>> Begin Excerpted records

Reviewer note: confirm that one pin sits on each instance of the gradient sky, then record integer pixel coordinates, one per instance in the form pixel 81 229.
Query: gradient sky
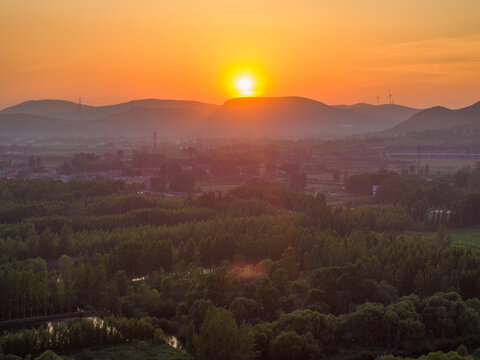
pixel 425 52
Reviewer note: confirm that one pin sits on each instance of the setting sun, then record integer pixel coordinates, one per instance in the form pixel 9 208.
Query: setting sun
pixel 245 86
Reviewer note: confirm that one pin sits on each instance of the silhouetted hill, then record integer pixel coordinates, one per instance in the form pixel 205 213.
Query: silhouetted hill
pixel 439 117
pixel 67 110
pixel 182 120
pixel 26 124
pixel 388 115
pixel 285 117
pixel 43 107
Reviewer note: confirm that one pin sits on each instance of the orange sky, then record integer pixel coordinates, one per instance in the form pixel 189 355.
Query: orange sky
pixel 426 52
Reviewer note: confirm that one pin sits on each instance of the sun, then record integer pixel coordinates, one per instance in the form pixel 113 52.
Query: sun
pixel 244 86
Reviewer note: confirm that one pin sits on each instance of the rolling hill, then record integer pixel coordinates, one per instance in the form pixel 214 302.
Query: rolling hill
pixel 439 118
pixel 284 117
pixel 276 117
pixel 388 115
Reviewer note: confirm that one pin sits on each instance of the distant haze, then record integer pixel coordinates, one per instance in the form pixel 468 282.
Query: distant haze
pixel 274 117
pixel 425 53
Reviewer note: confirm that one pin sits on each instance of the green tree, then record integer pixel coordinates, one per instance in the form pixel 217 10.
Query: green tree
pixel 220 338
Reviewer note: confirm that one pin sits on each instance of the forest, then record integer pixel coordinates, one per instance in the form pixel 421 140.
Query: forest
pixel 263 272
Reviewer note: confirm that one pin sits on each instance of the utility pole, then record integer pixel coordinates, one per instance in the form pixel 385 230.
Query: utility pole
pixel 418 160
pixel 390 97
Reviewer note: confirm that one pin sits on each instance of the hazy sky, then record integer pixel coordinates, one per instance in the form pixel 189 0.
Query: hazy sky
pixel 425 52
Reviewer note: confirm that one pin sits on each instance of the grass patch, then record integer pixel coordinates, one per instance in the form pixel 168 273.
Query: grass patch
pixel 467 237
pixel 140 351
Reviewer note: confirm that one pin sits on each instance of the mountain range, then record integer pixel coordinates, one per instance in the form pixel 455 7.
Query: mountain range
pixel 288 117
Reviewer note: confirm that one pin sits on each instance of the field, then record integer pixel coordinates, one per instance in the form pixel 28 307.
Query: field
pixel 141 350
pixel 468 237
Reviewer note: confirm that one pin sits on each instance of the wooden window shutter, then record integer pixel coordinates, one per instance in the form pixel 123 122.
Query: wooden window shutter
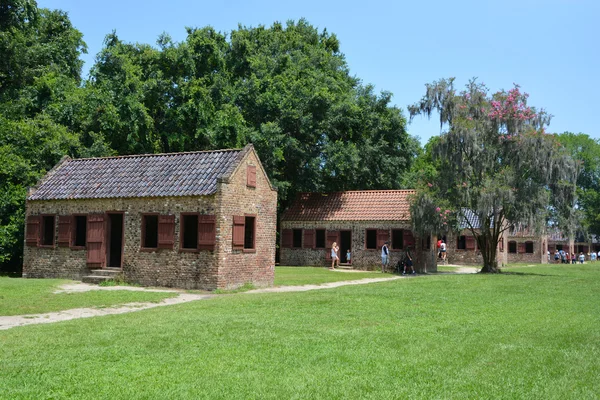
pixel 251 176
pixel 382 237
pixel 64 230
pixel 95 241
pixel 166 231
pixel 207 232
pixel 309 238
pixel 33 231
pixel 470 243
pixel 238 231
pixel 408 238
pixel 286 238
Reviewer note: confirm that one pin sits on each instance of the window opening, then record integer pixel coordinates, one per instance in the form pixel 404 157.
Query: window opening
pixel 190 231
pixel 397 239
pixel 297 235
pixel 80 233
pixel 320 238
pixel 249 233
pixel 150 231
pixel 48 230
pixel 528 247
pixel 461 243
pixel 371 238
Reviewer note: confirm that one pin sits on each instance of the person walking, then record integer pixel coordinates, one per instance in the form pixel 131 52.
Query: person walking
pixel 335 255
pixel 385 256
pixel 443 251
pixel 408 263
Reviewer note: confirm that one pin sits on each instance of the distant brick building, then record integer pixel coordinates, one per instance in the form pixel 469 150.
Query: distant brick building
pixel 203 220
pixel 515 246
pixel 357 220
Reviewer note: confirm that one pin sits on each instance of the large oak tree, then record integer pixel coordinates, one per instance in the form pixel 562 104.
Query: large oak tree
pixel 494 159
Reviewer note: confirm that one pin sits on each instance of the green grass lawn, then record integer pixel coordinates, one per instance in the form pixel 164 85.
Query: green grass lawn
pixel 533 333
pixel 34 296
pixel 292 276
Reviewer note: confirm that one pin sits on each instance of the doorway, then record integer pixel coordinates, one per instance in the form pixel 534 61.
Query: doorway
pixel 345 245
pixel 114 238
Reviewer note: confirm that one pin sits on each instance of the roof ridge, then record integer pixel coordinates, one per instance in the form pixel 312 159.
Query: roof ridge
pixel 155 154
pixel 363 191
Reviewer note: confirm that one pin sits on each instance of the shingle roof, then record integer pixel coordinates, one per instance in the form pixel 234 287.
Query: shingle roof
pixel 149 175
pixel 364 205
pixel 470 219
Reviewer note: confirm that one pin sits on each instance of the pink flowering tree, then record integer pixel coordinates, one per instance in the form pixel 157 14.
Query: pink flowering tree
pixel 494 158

>> End Excerpted records

The task: Repeat the lines above word for word, beginning at the very first one and stopping after the line that contains "pixel 426 52". Leave the pictures out.

Solution below:
Reviewer note: confirm that one pin sits on each instance of the gradient sky, then record integer pixel coordinates, one per instance in the form pixel 81 229.
Query: gradient sky
pixel 425 52
Reviewer note: confirm that one pin sits on each instance of the setting sun, then record integer pixel coordinates, one per instance in the form pixel 9 208.
Query: setting sun
pixel 245 86
Reviewer note: confirm that one pin sits on each instance of the silhouetted hill, then record integer pixel coordinates, one per instance in the form pixel 205 213.
Query: silhouetted hill
pixel 439 117
pixel 67 110
pixel 182 120
pixel 26 124
pixel 388 115
pixel 285 117
pixel 43 107
Reviewer note: confirm that one pin sits on each instance of the orange sky, then record integer pixel coordinates, one per instance in the form pixel 189 355.
Query: orange sky
pixel 426 52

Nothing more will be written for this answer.